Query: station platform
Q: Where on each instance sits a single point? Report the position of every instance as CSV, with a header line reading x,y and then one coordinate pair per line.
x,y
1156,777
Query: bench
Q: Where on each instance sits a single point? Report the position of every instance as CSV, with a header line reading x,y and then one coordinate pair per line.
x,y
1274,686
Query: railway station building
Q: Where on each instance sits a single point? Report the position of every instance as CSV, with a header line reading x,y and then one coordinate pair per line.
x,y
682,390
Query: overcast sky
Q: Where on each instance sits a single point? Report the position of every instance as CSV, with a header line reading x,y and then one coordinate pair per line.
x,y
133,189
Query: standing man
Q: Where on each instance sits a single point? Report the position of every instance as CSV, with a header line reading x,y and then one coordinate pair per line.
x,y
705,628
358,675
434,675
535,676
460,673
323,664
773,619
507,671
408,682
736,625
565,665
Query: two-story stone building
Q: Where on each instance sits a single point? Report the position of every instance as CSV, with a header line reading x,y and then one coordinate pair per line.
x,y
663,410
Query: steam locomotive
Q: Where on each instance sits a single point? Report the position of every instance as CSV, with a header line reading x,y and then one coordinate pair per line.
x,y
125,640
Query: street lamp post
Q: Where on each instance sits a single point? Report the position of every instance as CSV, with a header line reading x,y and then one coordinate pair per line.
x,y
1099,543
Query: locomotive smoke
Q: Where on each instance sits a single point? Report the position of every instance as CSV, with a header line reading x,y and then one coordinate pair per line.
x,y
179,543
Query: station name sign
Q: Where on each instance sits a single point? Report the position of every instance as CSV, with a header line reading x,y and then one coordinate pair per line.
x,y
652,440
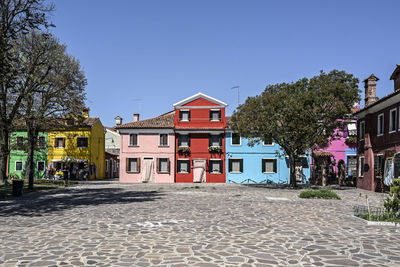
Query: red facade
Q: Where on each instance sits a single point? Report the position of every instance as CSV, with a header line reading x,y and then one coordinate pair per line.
x,y
200,140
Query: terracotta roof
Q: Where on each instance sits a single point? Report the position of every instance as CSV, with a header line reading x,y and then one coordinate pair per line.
x,y
163,121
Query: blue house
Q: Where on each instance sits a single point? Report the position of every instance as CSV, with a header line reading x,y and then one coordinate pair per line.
x,y
262,163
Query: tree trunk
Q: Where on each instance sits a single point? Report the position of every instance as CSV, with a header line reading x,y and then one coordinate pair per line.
x,y
30,166
5,153
292,166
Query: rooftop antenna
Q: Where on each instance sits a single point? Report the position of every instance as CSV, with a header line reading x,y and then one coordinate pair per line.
x,y
237,87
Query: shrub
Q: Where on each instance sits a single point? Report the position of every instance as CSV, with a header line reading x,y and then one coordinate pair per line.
x,y
324,193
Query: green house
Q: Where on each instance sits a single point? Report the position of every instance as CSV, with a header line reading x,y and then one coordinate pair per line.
x,y
19,155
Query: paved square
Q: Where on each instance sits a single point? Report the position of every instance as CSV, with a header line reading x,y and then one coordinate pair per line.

# # #

*Directions:* Set down the lines of the listing word for word, from its first line through the line containing "Query: standing man". Both of those lines belong in the answer, and no others do.

*Completed task:*
Query: station platform
Q: Where on each instance sits a single point? Report the position of every instance as CSV, with a header line reading x,y and then one coordinate pair per line.
x,y
1156,777
Query: bench
Q: Where on each instance sits a single point? Report the position of every instance as CSV, with a header line reading x,y and then one coordinate pair per line.
x,y
1274,686
Query: railway station building
Q: Where on each instance sits a single point? Report the position of every instance as CSV, with a header line reading x,y and then one coordinate pair per line.
x,y
682,390
Query: overcast sky
Q: Where on each instance sits a single point? Report the position of every instance as CSV, with a header line reading x,y and then one coordinate pair per line.
x,y
133,189
Query: standing man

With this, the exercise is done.